-- WHAT YOU HAVE TO DO --
Count how many lines of the data include the string "sparrow", then say that number and stop.

-- EXTRACTED MATERIAL follows --

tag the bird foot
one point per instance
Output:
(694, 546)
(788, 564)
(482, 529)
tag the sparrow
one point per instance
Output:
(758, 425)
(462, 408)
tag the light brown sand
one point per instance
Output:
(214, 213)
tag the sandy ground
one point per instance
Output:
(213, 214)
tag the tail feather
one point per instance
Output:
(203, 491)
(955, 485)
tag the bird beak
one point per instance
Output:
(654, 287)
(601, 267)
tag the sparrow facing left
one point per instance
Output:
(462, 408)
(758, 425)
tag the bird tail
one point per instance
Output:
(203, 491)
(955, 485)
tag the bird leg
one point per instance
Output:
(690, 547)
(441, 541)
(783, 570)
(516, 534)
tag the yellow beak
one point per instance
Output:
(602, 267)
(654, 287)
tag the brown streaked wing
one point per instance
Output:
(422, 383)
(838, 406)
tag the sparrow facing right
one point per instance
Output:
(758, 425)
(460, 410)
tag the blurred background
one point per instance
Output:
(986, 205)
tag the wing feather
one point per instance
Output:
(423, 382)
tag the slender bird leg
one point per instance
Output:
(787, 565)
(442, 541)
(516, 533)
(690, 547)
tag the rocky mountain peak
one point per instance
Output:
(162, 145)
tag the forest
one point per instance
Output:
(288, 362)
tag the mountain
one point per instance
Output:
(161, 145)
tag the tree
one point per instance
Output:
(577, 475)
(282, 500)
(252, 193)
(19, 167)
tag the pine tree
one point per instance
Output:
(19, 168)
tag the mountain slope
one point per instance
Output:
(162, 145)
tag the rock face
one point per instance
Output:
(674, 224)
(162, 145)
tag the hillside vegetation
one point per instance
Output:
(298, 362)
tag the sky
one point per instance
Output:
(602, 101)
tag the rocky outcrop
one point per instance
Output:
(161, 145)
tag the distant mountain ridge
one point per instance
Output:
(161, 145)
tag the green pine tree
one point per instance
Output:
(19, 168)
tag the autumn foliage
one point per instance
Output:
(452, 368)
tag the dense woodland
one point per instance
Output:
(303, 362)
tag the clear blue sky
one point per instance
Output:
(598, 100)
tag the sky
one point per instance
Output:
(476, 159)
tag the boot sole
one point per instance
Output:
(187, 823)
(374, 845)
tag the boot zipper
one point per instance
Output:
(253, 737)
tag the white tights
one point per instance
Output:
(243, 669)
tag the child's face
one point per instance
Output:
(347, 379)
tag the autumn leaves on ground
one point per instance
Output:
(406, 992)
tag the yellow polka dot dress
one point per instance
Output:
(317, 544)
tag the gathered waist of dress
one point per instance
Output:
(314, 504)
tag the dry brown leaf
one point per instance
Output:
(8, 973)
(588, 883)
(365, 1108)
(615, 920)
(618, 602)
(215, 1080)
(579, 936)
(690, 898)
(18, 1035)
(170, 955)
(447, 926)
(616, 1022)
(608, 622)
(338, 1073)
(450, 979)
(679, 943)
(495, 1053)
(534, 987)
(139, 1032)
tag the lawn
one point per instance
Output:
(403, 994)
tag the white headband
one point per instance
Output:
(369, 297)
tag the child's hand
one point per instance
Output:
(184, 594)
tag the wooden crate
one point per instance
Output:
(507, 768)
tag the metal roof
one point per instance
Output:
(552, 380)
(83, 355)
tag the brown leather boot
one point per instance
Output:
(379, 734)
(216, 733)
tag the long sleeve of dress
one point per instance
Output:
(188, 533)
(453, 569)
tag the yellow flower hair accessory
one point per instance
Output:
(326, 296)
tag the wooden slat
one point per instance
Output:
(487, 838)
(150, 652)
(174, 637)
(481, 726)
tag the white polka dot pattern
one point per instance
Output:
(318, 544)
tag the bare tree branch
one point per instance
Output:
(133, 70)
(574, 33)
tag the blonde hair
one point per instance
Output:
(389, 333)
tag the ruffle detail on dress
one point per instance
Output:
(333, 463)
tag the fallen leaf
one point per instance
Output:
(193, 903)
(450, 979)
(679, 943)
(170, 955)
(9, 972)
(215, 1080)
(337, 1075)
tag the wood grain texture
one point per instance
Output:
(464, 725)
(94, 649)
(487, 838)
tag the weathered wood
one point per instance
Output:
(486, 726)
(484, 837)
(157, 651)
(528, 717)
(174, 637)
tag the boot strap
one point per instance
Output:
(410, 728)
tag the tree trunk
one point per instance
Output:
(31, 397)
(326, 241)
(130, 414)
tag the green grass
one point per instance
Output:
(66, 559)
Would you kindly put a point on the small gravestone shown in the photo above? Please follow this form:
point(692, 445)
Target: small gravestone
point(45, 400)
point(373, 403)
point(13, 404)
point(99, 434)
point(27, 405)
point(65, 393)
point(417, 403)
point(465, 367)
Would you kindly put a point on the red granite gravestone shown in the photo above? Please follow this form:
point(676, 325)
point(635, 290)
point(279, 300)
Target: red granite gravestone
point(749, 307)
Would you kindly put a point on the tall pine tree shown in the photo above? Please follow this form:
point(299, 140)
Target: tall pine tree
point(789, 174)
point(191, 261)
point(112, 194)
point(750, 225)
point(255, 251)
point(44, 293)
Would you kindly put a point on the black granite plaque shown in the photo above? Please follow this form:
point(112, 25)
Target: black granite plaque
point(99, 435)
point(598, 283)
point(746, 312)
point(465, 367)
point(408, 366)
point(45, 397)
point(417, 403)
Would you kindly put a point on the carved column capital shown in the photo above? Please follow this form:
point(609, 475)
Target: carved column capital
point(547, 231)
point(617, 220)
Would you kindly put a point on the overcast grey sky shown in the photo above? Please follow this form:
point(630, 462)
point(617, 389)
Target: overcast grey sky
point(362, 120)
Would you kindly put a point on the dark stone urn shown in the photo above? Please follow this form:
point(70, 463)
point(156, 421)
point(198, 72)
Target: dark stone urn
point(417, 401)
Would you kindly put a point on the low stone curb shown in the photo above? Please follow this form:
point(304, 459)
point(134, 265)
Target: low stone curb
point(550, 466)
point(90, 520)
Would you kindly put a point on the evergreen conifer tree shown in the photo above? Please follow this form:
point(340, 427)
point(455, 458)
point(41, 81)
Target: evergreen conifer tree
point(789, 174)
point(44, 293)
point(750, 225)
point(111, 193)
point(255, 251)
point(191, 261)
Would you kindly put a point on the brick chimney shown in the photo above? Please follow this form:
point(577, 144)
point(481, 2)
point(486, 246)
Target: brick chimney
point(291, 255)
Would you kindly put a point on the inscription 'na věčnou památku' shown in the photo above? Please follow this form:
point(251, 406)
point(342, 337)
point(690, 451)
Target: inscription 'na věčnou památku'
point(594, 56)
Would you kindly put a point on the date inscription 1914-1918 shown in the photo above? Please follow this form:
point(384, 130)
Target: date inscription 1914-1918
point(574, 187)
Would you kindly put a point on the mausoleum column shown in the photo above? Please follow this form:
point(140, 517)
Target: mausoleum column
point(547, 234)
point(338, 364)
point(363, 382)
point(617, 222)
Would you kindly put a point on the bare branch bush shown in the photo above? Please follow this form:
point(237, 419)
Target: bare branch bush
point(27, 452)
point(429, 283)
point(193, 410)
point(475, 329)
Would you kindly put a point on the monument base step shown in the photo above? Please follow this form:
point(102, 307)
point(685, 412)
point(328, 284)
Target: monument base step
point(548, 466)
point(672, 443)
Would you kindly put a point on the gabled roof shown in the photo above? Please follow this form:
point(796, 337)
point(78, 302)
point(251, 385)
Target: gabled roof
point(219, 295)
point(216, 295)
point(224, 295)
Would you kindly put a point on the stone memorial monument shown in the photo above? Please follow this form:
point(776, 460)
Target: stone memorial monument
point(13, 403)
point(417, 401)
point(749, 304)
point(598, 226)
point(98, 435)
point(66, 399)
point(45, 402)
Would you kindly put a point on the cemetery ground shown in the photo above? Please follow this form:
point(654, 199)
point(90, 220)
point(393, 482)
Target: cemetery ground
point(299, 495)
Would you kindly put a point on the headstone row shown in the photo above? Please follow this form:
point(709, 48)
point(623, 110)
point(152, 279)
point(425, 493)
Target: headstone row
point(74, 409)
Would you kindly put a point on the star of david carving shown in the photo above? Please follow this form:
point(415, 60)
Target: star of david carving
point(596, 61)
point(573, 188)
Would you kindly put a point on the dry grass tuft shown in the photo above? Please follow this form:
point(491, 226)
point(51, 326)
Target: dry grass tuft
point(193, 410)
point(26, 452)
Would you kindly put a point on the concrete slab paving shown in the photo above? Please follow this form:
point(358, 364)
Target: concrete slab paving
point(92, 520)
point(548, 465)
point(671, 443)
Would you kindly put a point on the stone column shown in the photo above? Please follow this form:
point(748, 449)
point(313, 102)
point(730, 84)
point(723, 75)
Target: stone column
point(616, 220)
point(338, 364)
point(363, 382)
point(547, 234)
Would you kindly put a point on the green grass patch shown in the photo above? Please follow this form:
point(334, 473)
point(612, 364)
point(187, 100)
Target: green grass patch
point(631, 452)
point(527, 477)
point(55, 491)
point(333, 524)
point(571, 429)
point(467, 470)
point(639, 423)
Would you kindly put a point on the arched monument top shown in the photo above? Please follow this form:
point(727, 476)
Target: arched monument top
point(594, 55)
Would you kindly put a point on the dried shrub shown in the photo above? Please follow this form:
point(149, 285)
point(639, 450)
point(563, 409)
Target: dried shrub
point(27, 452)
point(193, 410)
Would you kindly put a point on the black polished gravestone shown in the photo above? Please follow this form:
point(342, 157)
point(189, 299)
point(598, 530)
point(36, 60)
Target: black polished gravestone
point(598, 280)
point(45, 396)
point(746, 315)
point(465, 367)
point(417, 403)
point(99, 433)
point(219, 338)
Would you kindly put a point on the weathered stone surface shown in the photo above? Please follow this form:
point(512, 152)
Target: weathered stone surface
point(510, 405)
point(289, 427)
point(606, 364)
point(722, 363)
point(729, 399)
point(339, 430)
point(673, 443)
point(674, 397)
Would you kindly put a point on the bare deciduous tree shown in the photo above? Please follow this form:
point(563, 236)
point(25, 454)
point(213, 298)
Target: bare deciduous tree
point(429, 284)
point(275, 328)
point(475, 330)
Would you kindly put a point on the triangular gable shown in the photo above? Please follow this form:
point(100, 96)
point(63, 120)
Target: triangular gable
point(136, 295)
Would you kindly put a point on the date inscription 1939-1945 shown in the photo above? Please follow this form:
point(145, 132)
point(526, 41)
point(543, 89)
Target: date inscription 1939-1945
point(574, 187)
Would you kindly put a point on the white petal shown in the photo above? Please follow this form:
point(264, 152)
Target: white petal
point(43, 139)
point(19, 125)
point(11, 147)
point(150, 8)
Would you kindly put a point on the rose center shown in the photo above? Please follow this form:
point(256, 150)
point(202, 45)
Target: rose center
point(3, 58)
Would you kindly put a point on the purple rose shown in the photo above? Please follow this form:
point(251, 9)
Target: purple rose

-- EXTRACTED MATERIAL concluded --

-- RESPONSE BELOW --
3